_Text shown_:
**********

In an interview on NPR in April 2015, McWhorter claimed that the word "thug" was becoming code for "the N-word" or "black people ruining things" when used by whites in reference to criminal activity. He added that use by President Barack Obama and former Baltimore Mayor Stephanie Rawlings-Blake (for which she later apologized) could not be interpreted in the same way, given that among blacks the use of "thug" often connotes admiration for black self-direction and survival.

McWhorter has argued that software algorithms by themselves cannot be racist since, unlike humans, they lack intention. Rather, unless the human engineers behind a technological product intend for it to discriminate against people of a particular ethnicity, any unintentional bias should be seen as a software bug that needs to be fixed ("an obstacle to achievement") rather than an issue of racism.

McWhorter has criticized left-wing and activist educators in particular, such as Paulo Freire and Jonathan Kozol. McWhorter has criticized both fearmongering and dismissal of concerns over the usage of critical race theory in education. In 2021, McWhorter argued in a New York Times op-ed that "if critical race theory isn’t being taught to children—and in a technical sense, it isn’t—then it’s hardly illogical to suppose that some other concern may be afoot." McWhorter argues instead for continued concern over critical race influenced teaching, which McWhorter worries would be simplistic if taught to children and ineffective to produce nuanced discussion. McWhorter has argued that affirmative action should be based on class rather than race.

**********

Collected data
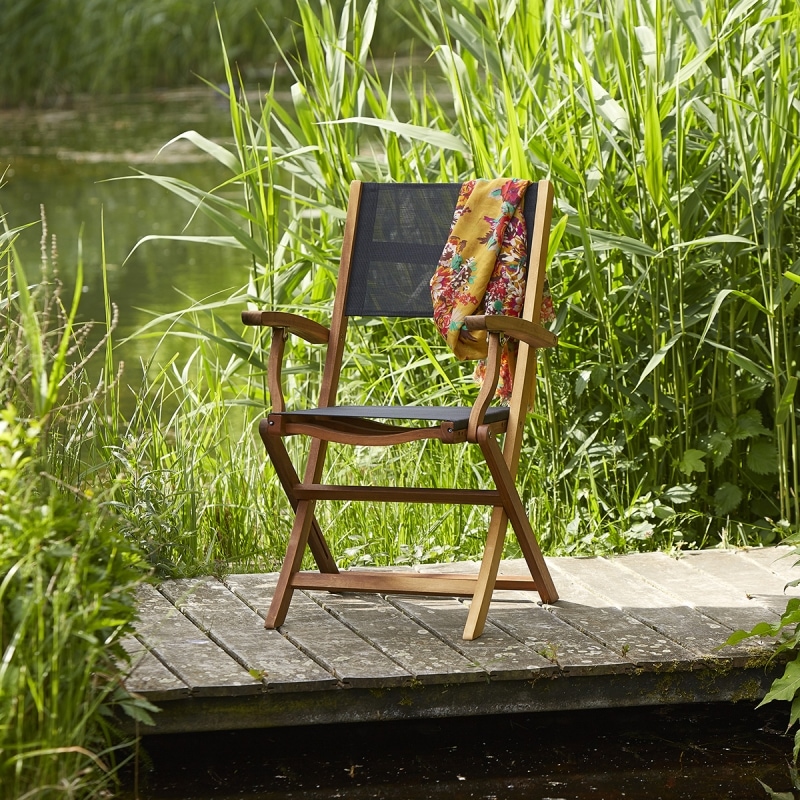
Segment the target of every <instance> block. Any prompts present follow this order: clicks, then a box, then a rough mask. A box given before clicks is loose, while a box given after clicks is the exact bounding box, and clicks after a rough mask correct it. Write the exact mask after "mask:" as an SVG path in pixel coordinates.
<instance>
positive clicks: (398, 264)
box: [344, 182, 538, 318]
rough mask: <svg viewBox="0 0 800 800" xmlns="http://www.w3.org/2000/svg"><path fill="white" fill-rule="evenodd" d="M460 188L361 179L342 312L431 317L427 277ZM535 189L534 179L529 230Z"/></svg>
mask: <svg viewBox="0 0 800 800" xmlns="http://www.w3.org/2000/svg"><path fill="white" fill-rule="evenodd" d="M460 188H461V184H459V183H363V184H362V186H361V201H360V205H359V211H358V220H357V223H356V229H355V237H354V240H353V249H352V253H351V262H350V270H349V281H348V286H347V290H346V300H345V309H344V313H345V314H346V315H347V316H348V317H423V318H425V317H432V316H433V302H432V300H431V289H430V281H431V278H432V277H433V273H434V271H435V270H436V265H437V264H438V263H439V258H440V257H441V255H442V250H443V249H444V246H445V243H446V242H447V239H448V236H449V234H450V227H451V225H452V222H453V212H454V210H455V207H456V201H457V200H458V193H459V190H460ZM537 194H538V184H537V183H535V182H534V183H531V185H530V187H529V188H528V191H527V192H526V194H525V210H524V215H525V222H526V227H527V230H528V232H529V233H530V231H531V230H532V227H533V218H534V215H535V213H536V198H537ZM529 238H530V237H529ZM529 244H530V241H529Z"/></svg>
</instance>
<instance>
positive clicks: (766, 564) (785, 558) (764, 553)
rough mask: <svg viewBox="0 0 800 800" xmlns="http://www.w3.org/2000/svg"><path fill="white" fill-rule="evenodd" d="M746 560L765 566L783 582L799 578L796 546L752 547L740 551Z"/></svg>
mask: <svg viewBox="0 0 800 800" xmlns="http://www.w3.org/2000/svg"><path fill="white" fill-rule="evenodd" d="M742 555H743V556H744V557H745V559H747V561H754V562H755V563H756V564H760V565H761V566H762V567H767V568H768V569H769V570H770V571H771V572H774V573H775V574H776V575H777V576H778V577H779V578H781V579H782V580H784V581H785V582H787V583H788V582H789V581H796V580H800V566H798V563H797V562H798V561H800V555H798V553H797V550H796V548H794V547H789V546H787V545H778V546H777V547H752V548H749V549H747V550H743V551H742Z"/></svg>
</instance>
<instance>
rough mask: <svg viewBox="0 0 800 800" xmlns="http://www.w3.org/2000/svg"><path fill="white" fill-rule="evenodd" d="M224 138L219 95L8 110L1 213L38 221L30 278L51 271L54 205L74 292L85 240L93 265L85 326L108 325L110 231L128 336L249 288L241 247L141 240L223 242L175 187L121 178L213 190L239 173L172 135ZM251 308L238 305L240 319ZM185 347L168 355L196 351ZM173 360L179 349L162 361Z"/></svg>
mask: <svg viewBox="0 0 800 800" xmlns="http://www.w3.org/2000/svg"><path fill="white" fill-rule="evenodd" d="M192 129H193V130H197V131H199V132H200V133H202V134H203V135H205V136H208V137H212V138H216V139H219V140H220V141H224V140H225V139H226V137H228V136H229V116H228V111H227V107H226V105H225V103H224V102H223V101H221V100H220V98H219V97H218V96H217V95H215V94H214V93H213V92H212V91H211V90H210V89H198V90H192V91H183V92H167V93H160V94H150V95H147V96H142V97H137V98H134V99H131V98H125V99H124V100H114V99H113V98H112V99H108V100H104V101H98V100H83V101H81V100H76V101H75V102H74V103H73V104H72V105H71V106H70V107H68V108H61V109H47V110H31V109H15V110H7V111H0V131H2V136H1V137H0V175H2V173H3V171H4V170H5V171H6V175H5V179H4V183H3V185H2V186H0V209H2V212H3V213H4V214H5V215H6V222H7V224H8V225H9V226H10V227H19V226H22V225H25V224H27V223H35V224H34V225H32V226H31V227H30V228H28V229H26V230H25V231H24V232H23V234H22V235H21V236H20V238H19V239H18V241H17V245H16V246H17V250H18V252H19V255H20V257H21V259H22V261H23V265H24V266H25V269H26V272H27V275H28V279H29V280H30V281H34V280H36V279H37V277H38V275H39V265H40V263H41V258H40V253H41V242H42V225H41V222H40V216H41V215H40V208H41V207H44V212H45V218H46V230H47V247H48V249H49V250H50V249H52V248H53V241H55V249H56V251H57V264H58V269H59V274H60V275H61V277H62V279H63V281H64V284H65V285H66V286H67V287H69V289H70V290H71V287H72V286H73V285H74V275H75V267H76V263H77V259H78V248H79V242H80V243H81V245H82V253H83V255H82V258H83V262H84V282H83V283H84V285H83V298H82V303H81V316H82V318H83V319H103V317H104V311H103V294H102V272H101V264H102V256H101V253H102V251H101V241H102V237H103V235H104V238H105V250H106V263H107V266H108V279H109V286H110V293H111V299H112V301H113V302H114V303H116V304H117V306H118V307H119V326H118V328H117V333H116V340H117V341H122V340H123V339H124V338H125V337H127V336H129V335H130V334H131V333H133V332H134V331H136V330H138V329H139V328H140V327H141V326H142V325H144V324H145V323H147V322H148V321H149V320H150V319H152V314H153V313H155V314H163V313H165V312H169V311H176V310H179V309H182V308H185V307H187V306H188V305H189V303H190V301H189V300H188V299H187V296H188V297H190V298H193V299H195V300H202V299H204V298H207V297H210V296H212V295H214V294H216V293H224V292H226V291H227V290H228V289H230V288H232V287H238V286H242V285H244V283H245V282H246V279H247V272H248V269H249V265H248V262H247V257H246V255H244V254H243V253H241V252H237V251H234V250H232V249H227V248H220V247H210V246H200V245H187V244H183V243H179V242H148V243H145V244H143V245H142V246H141V247H140V248H137V249H135V247H136V244H137V242H138V241H139V240H140V239H141V238H142V237H145V236H148V235H153V234H156V235H157V234H163V235H172V234H181V233H190V234H198V235H202V234H219V233H220V231H218V230H215V229H214V228H213V226H211V225H210V224H209V223H207V222H206V220H205V219H204V218H203V217H202V216H198V218H197V219H195V220H192V222H191V224H190V225H189V226H188V228H187V223H189V221H190V219H191V209H190V208H189V206H188V205H186V204H184V203H183V202H182V201H180V200H178V199H176V198H175V197H174V196H173V195H171V194H169V193H168V192H166V191H165V190H164V189H160V188H159V187H157V186H155V185H153V184H152V183H150V182H148V181H143V180H116V179H118V178H121V177H124V176H132V175H136V174H137V173H138V172H149V173H153V174H167V175H171V176H175V177H179V178H182V179H185V180H187V181H189V182H191V183H192V184H194V185H197V186H200V187H202V188H204V189H210V188H212V187H213V186H215V185H216V184H217V183H219V182H220V181H222V180H223V179H225V178H226V177H229V176H227V175H226V174H225V172H224V171H223V170H222V169H221V168H220V167H219V165H217V164H216V163H215V162H213V161H211V160H210V159H209V158H208V157H206V156H204V155H203V154H201V153H199V151H197V150H196V149H194V148H192V147H191V146H189V145H187V144H183V143H180V144H177V145H174V146H171V147H170V148H168V149H167V150H166V151H164V152H162V153H160V154H159V149H160V148H161V147H162V146H163V145H164V144H165V143H167V142H168V141H169V140H170V139H172V138H173V137H175V136H177V135H178V134H180V133H182V132H184V131H186V130H192ZM239 311H240V309H238V308H237V309H231V313H230V316H231V318H232V319H236V318H237V317H238V313H239ZM189 346H190V345H188V344H185V345H181V343H180V341H179V340H177V339H174V340H172V341H171V342H170V344H169V346H168V349H169V348H172V349H174V350H176V351H180V349H181V348H182V347H183V349H185V350H188V349H189ZM152 347H153V341H152V340H150V339H146V338H142V339H138V340H134V341H132V342H128V343H126V344H125V345H122V346H121V347H120V348H119V350H118V357H119V358H121V359H124V360H125V362H126V365H127V368H126V378H127V380H128V381H129V382H130V381H134V382H135V378H134V376H135V373H136V371H137V367H136V362H137V361H138V360H139V359H146V358H148V357H149V355H150V353H151V352H152ZM162 355H163V356H164V357H169V355H170V353H169V352H165V353H163V354H162Z"/></svg>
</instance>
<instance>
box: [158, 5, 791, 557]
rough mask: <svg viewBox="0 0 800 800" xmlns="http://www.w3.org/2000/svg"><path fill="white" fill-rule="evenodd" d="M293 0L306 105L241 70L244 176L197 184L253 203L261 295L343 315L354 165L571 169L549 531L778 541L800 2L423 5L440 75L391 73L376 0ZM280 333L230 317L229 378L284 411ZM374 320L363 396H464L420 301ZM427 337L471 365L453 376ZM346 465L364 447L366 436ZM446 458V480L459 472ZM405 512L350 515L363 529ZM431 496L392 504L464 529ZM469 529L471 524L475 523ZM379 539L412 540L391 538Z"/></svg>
mask: <svg viewBox="0 0 800 800" xmlns="http://www.w3.org/2000/svg"><path fill="white" fill-rule="evenodd" d="M298 9H299V11H300V14H301V19H302V24H303V30H304V33H305V36H304V41H305V42H306V47H305V50H304V51H303V52H302V58H301V59H299V60H297V59H295V58H294V57H293V56H292V55H290V54H288V53H286V54H285V56H284V58H285V62H286V67H287V68H288V69H290V70H291V72H292V77H293V79H294V81H295V83H294V85H293V87H292V89H291V97H292V106H291V107H290V108H287V107H285V106H284V105H282V104H281V103H279V102H278V101H277V99H275V98H274V97H273V95H272V94H271V93H267V95H266V96H265V97H264V98H263V101H261V102H260V104H259V106H258V107H257V108H255V107H253V106H252V105H251V104H250V103H249V102H248V101H247V99H246V98H245V97H244V96H242V95H239V94H237V93H236V91H235V87H236V85H237V83H236V77H235V75H234V74H233V73H232V72H231V73H229V75H228V80H229V86H230V92H229V100H230V111H231V119H232V123H233V128H232V130H233V141H232V144H233V149H232V150H231V151H227V152H226V153H225V154H224V155H223V154H222V153H215V155H216V157H217V158H218V160H219V161H221V162H223V163H225V162H230V163H229V167H230V168H231V181H230V183H228V184H226V185H225V186H223V187H220V189H219V191H218V192H213V193H210V194H205V193H202V192H196V193H195V194H194V199H193V200H192V202H193V203H194V204H196V206H197V208H198V211H199V212H201V213H208V214H211V215H213V214H216V213H217V211H216V210H215V209H217V208H218V207H220V204H225V205H226V206H227V208H228V210H229V211H233V213H234V217H235V216H238V217H240V218H241V220H242V221H244V223H245V224H244V228H239V232H238V233H236V236H237V237H238V240H239V244H240V246H242V247H245V248H246V249H247V250H248V251H249V253H250V254H251V257H252V264H253V269H252V278H251V280H250V283H249V286H248V289H247V293H248V296H249V298H250V300H251V301H252V302H253V303H254V304H255V305H257V306H258V307H268V308H285V309H292V310H296V311H299V312H301V313H307V314H309V315H310V316H312V317H314V318H316V319H319V320H321V321H325V320H326V315H327V314H328V313H329V307H330V301H331V298H332V294H333V288H334V283H335V265H336V264H337V261H338V254H339V249H340V245H341V224H342V219H343V210H342V209H343V205H344V202H345V201H344V198H345V197H346V194H347V187H348V184H349V181H350V180H351V179H352V178H353V177H361V178H366V179H373V180H394V181H403V180H410V181H419V180H422V181H433V180H453V181H458V180H462V179H464V178H467V177H470V176H471V175H475V174H478V175H494V174H505V173H514V174H518V175H520V176H521V177H526V178H532V179H537V178H541V177H550V178H551V179H552V180H553V181H554V183H555V185H556V195H557V205H558V209H559V213H557V215H556V221H555V224H554V228H553V233H552V237H551V238H552V263H551V265H550V278H551V283H552V285H553V288H554V293H555V295H556V297H557V299H558V309H559V313H558V318H557V322H556V329H557V331H558V332H559V334H560V336H561V342H562V344H561V346H560V348H559V350H558V351H557V352H556V353H555V354H547V355H545V356H544V357H543V358H542V365H541V367H542V369H541V372H542V375H543V376H544V380H543V381H541V382H540V391H539V396H538V411H537V413H536V414H535V415H534V417H533V418H532V421H531V423H530V426H529V429H528V435H527V437H526V443H525V453H524V456H523V462H522V468H521V474H520V481H521V484H522V487H523V491H524V495H525V499H526V502H527V503H528V505H529V507H530V509H531V515H532V517H533V518H534V519H535V520H536V522H537V528H538V530H540V531H541V532H542V535H543V540H544V542H545V544H546V546H550V547H551V548H553V549H554V550H557V551H559V552H598V551H603V552H605V551H620V550H626V549H630V548H652V547H668V548H669V547H685V546H702V545H709V544H713V543H714V542H718V541H723V540H724V541H729V542H730V541H734V542H738V543H748V542H749V543H761V542H769V541H775V538H776V537H777V536H780V535H781V534H782V532H783V531H785V530H787V529H788V528H791V527H794V526H796V525H797V520H798V486H799V485H800V483H799V481H800V478H799V475H798V473H799V469H798V464H799V463H800V454H798V441H797V416H796V402H795V390H796V385H797V373H798V364H797V353H798V352H800V341H798V332H799V331H798V313H797V306H798V303H800V289H798V287H797V282H796V278H797V274H798V272H799V271H800V267H798V263H800V262H799V261H798V258H797V254H796V253H795V250H796V247H795V238H796V237H794V235H793V229H794V226H795V225H796V223H797V209H796V205H795V202H794V198H795V195H796V193H797V191H798V174H799V170H800V159H798V157H797V156H796V153H797V151H798V121H797V115H796V114H793V113H790V112H789V109H790V106H791V102H792V100H791V98H792V97H793V96H794V93H795V91H796V87H797V85H798V70H799V69H800V66H799V64H798V56H797V50H796V47H795V41H796V23H797V19H796V15H795V16H793V15H792V14H791V13H787V14H783V13H782V6H781V5H780V3H776V2H764V3H758V4H739V5H737V6H735V7H734V8H731V9H729V8H727V6H725V5H723V4H713V5H711V6H709V7H708V9H707V10H706V11H705V12H704V14H703V15H702V16H700V15H699V12H697V11H696V10H695V9H694V7H693V6H689V5H685V4H677V5H676V4H669V5H667V4H662V3H656V5H655V6H652V5H650V4H639V3H634V2H629V3H611V2H608V1H607V0H592V1H591V2H585V1H582V2H578V1H577V0H572V1H570V2H559V3H556V4H554V5H552V6H548V7H547V10H544V9H542V8H538V7H537V8H532V4H530V3H526V2H521V1H519V2H513V0H510V1H509V2H505V3H502V4H489V5H488V6H481V7H478V6H477V5H473V4H470V3H466V4H464V3H455V2H446V1H445V2H439V3H436V2H433V1H432V0H425V2H423V3H420V4H419V6H418V13H417V14H416V16H415V17H414V19H413V20H412V21H411V23H412V25H413V27H414V29H415V31H416V34H417V36H418V37H419V38H420V39H421V40H422V41H423V42H425V45H423V46H427V47H428V48H429V49H430V52H431V53H432V57H433V60H434V61H435V63H436V64H437V65H438V68H439V71H440V74H439V76H438V77H437V78H436V80H435V83H436V85H437V87H439V88H438V89H437V91H434V90H433V89H432V85H433V84H432V82H431V81H430V71H429V73H428V76H427V77H425V78H424V79H423V77H422V76H421V75H420V74H419V73H416V74H414V73H412V75H411V77H409V78H404V77H403V76H402V75H399V74H398V75H392V76H390V77H388V78H387V77H386V76H385V75H381V74H378V73H377V72H376V71H375V69H374V67H373V66H372V64H371V61H370V59H369V45H370V41H369V36H370V34H371V32H372V27H371V26H372V22H373V20H374V18H375V14H376V13H377V3H375V2H370V3H352V4H351V3H347V4H345V10H344V13H343V15H342V16H341V17H337V16H336V15H335V14H334V12H333V11H332V9H331V7H330V6H329V5H328V4H326V3H320V4H319V5H312V4H311V3H309V2H300V3H299V4H298ZM533 43H536V45H535V46H534V44H533ZM540 43H544V46H542V45H541V44H540ZM442 85H445V86H447V87H449V94H448V93H447V92H445V93H444V94H443V93H442V91H441V86H442ZM401 109H402V111H401ZM748 131H751V132H752V133H750V134H749V133H747V132H748ZM197 143H198V144H199V145H200V146H201V147H203V148H204V149H206V150H207V151H210V152H213V148H212V147H210V146H208V145H206V144H204V143H203V142H202V141H198V142H197ZM232 155H233V158H234V161H235V164H234V163H233V161H231V156H232ZM155 180H159V181H161V180H162V179H160V178H155ZM167 188H172V189H173V191H174V192H175V193H176V194H178V195H180V196H185V194H184V190H183V189H181V190H178V189H177V188H173V187H171V186H169V185H168V186H167ZM233 191H238V192H239V193H240V195H239V199H235V197H234V195H233V194H232V192H233ZM225 229H226V231H227V232H229V233H233V231H234V227H232V226H231V225H230V224H229V223H227V222H226V223H225ZM235 302H238V303H242V299H241V298H239V299H237V300H236V301H235ZM250 335H254V336H255V337H256V341H253V342H252V345H254V349H253V350H252V354H248V355H245V354H244V353H243V350H245V349H246V348H249V347H250V346H251V343H250V341H249V340H247V339H246V338H244V337H245V336H250ZM264 336H265V334H262V333H258V332H257V333H255V334H240V333H239V332H238V331H233V330H228V331H227V333H226V335H225V336H224V337H223V338H224V339H225V341H220V339H219V337H217V338H215V339H214V341H215V342H216V344H217V346H219V347H222V348H223V350H225V349H226V350H227V353H228V356H227V358H228V359H229V360H228V361H226V362H225V363H226V367H225V369H226V378H225V380H224V382H223V384H222V385H221V386H220V389H219V392H220V393H219V394H218V397H220V398H222V397H225V398H227V400H228V401H234V402H237V403H242V402H252V403H254V404H255V405H256V407H257V406H258V405H259V404H263V407H264V408H266V407H268V405H269V398H268V396H267V395H266V391H265V388H264V385H263V365H262V363H261V359H263V353H264V350H263V347H264V345H265V343H266V342H265V341H264V340H263V337H264ZM351 338H352V339H353V343H354V344H355V345H356V346H357V347H356V350H355V351H354V352H355V354H354V355H353V356H352V357H351V358H350V360H349V361H348V362H347V363H346V364H345V367H344V374H345V380H344V381H343V383H342V387H343V388H342V390H341V391H342V394H343V395H344V396H346V397H347V398H348V399H349V400H350V401H354V402H359V401H369V400H374V399H376V398H378V397H379V396H380V397H388V398H389V399H390V400H394V399H399V400H401V401H404V400H406V399H407V398H409V397H412V398H415V400H416V401H424V400H431V399H433V398H434V397H438V396H439V395H440V394H442V393H450V394H451V396H453V397H457V398H458V399H459V400H463V397H464V396H465V393H468V392H469V388H468V379H467V378H466V377H465V376H464V375H463V374H462V373H461V370H460V367H459V365H457V364H456V363H455V362H454V361H453V360H452V358H450V357H449V356H448V354H446V353H444V352H442V351H436V352H426V351H425V350H424V349H423V348H415V349H413V350H412V346H413V345H415V344H417V343H418V342H420V341H423V342H426V343H430V344H431V346H432V347H433V348H434V350H435V349H436V339H435V336H433V335H432V334H431V332H430V331H429V330H424V329H423V328H421V327H420V325H419V324H418V323H414V324H413V325H412V326H411V327H410V329H408V330H401V329H400V328H399V327H398V326H397V324H395V323H390V322H385V321H380V320H374V321H368V323H367V324H366V325H364V326H358V327H356V328H355V329H353V330H352V331H351ZM431 358H434V359H436V361H437V363H438V364H439V367H440V368H441V369H443V370H444V372H445V373H446V374H447V375H448V381H446V382H442V383H441V384H436V383H434V382H433V381H431V375H434V374H436V371H435V370H433V369H432V364H431V360H430V359H431ZM320 365H321V354H320V353H319V352H318V351H317V350H315V349H314V348H312V347H309V346H308V345H305V344H303V343H299V344H295V345H294V346H293V349H291V350H290V352H289V355H288V367H289V369H288V372H289V375H290V378H289V380H288V386H287V387H286V388H287V393H288V395H289V396H290V397H291V398H292V399H293V400H295V399H296V401H297V402H313V398H314V395H315V391H316V388H317V380H318V375H319V369H320ZM215 391H217V390H215ZM302 398H305V399H302ZM248 458H249V455H248ZM253 458H257V456H255V455H253ZM335 463H337V464H340V465H342V467H343V468H344V467H345V466H346V467H347V468H348V469H349V468H353V469H355V471H356V472H357V471H358V469H359V466H358V456H350V457H349V458H347V457H340V458H339V460H338V461H336V462H335ZM444 463H449V462H448V461H447V459H446V458H445V461H444ZM393 468H394V469H397V470H398V471H399V472H400V471H402V469H403V467H402V464H400V463H396V464H395V466H394V467H393ZM268 469H269V468H268V467H267V470H268ZM449 469H450V468H449ZM399 472H398V480H399V477H400V476H399ZM427 477H428V478H430V479H432V480H433V479H436V477H437V476H435V475H430V476H427ZM438 477H440V478H444V479H446V480H445V483H450V482H451V480H450V479H452V477H454V474H453V469H450V474H448V475H446V476H438ZM267 485H268V486H270V485H271V483H270V481H269V480H267ZM259 491H262V490H258V489H256V490H255V491H254V492H253V494H254V495H255V494H258V492H259ZM370 513H374V514H376V515H378V516H377V517H376V522H375V523H374V524H372V523H369V522H368V521H367V520H368V518H369V514H370ZM385 513H386V512H385V511H377V510H375V511H372V510H370V509H367V510H362V511H360V512H355V511H352V510H351V509H350V508H349V507H348V508H346V509H345V510H344V511H337V512H336V513H335V514H334V517H333V519H332V521H333V523H334V530H335V531H340V530H341V532H342V533H341V542H342V547H345V543H346V541H347V540H348V537H352V536H353V535H355V534H350V533H347V532H346V531H349V530H351V529H352V530H361V531H365V530H370V529H375V530H379V529H380V528H381V526H382V525H383V524H384V522H385V516H383V515H384V514H385ZM408 513H409V514H410V515H411V516H409V517H407V519H408V520H410V521H409V522H397V523H396V525H395V527H398V526H399V528H398V529H400V528H405V527H409V528H416V529H417V530H418V531H419V532H420V536H421V537H422V538H423V539H425V537H426V536H427V535H428V534H427V533H425V531H429V530H431V529H432V528H435V530H436V531H437V533H436V536H440V535H441V536H445V537H446V538H447V540H448V542H452V541H453V537H452V536H451V534H450V533H446V532H445V528H444V527H443V526H440V525H438V523H435V524H434V525H433V526H432V528H431V526H428V525H427V524H426V521H425V520H423V519H421V518H418V517H414V516H413V515H414V513H415V512H414V511H409V512H408ZM356 514H363V515H364V517H358V516H355V517H353V519H355V520H357V521H356V522H353V523H349V522H347V521H346V520H347V519H348V517H349V516H350V515H356ZM393 519H396V518H393ZM281 524H283V523H281ZM393 524H395V523H394V522H393ZM454 524H455V525H460V526H462V528H461V530H462V533H464V531H466V530H468V529H470V528H471V526H472V521H469V522H466V523H465V522H464V521H462V520H460V519H459V520H457V521H456V522H455V523H454ZM339 526H342V527H341V528H340V527H339ZM278 528H280V526H278ZM269 530H270V534H269V538H270V539H271V538H272V537H273V534H272V533H271V531H272V530H273V529H272V528H269ZM454 535H455V534H454ZM275 537H276V540H279V539H280V538H281V534H280V532H279V531H276V533H275ZM334 538H336V534H335V533H334ZM456 538H457V535H456ZM466 541H467V539H466V538H465V539H464V543H466ZM359 546H360V545H359ZM465 546H466V545H465ZM423 549H424V548H423ZM455 549H456V551H457V552H461V549H460V547H458V546H456V548H455ZM466 549H467V551H468V550H469V547H468V546H466ZM367 551H369V546H365V547H364V548H362V549H361V550H359V557H360V558H366V559H369V558H373V557H374V558H381V559H384V558H385V560H392V559H394V558H397V557H398V556H399V552H398V551H397V549H396V548H392V547H391V545H390V543H386V542H381V543H380V544H379V545H376V550H375V554H373V555H370V554H369V553H368V552H367ZM379 554H380V555H379Z"/></svg>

**********

_Exercise tasks_:
1/ According to the passage about McWhorter, on what basis does he argue affirmative action should rest?
2/ Resume the passage about McWhorter after its last sentence.
The rows are material separate from the passage about McWhorter.

_Responses by item number_:
1/ Class rather than race.

2/
=== Views on anti-racism ===
In 2018, McWhorter posited that anti-racism has become as harmful in the United States as racism itself. In 2014, McWhorter criticized the term "microaggression". In 2016, he criticized what he regards as the overly casual conflation of racial bias with white supremacy. As early as December 2018, McWhorter described anti-racism as a "religious movement".

In July 2020, McWhorter criticized Robin DiAngelo's 2018 book White Fragility, following its resurgence in sales during the George Floyd protests, beginning in May 2020, arguing that it "openly infantilized Black people" and "simply dehumanized us", and "does not see fit to address why all of this agonizing soul-searching [for residual racism by white people] is necessary to forging change in society. One might ask just how a people can be poised for making change when they have been taught that pretty much anything they say or think is racist and thus antithetical to the good."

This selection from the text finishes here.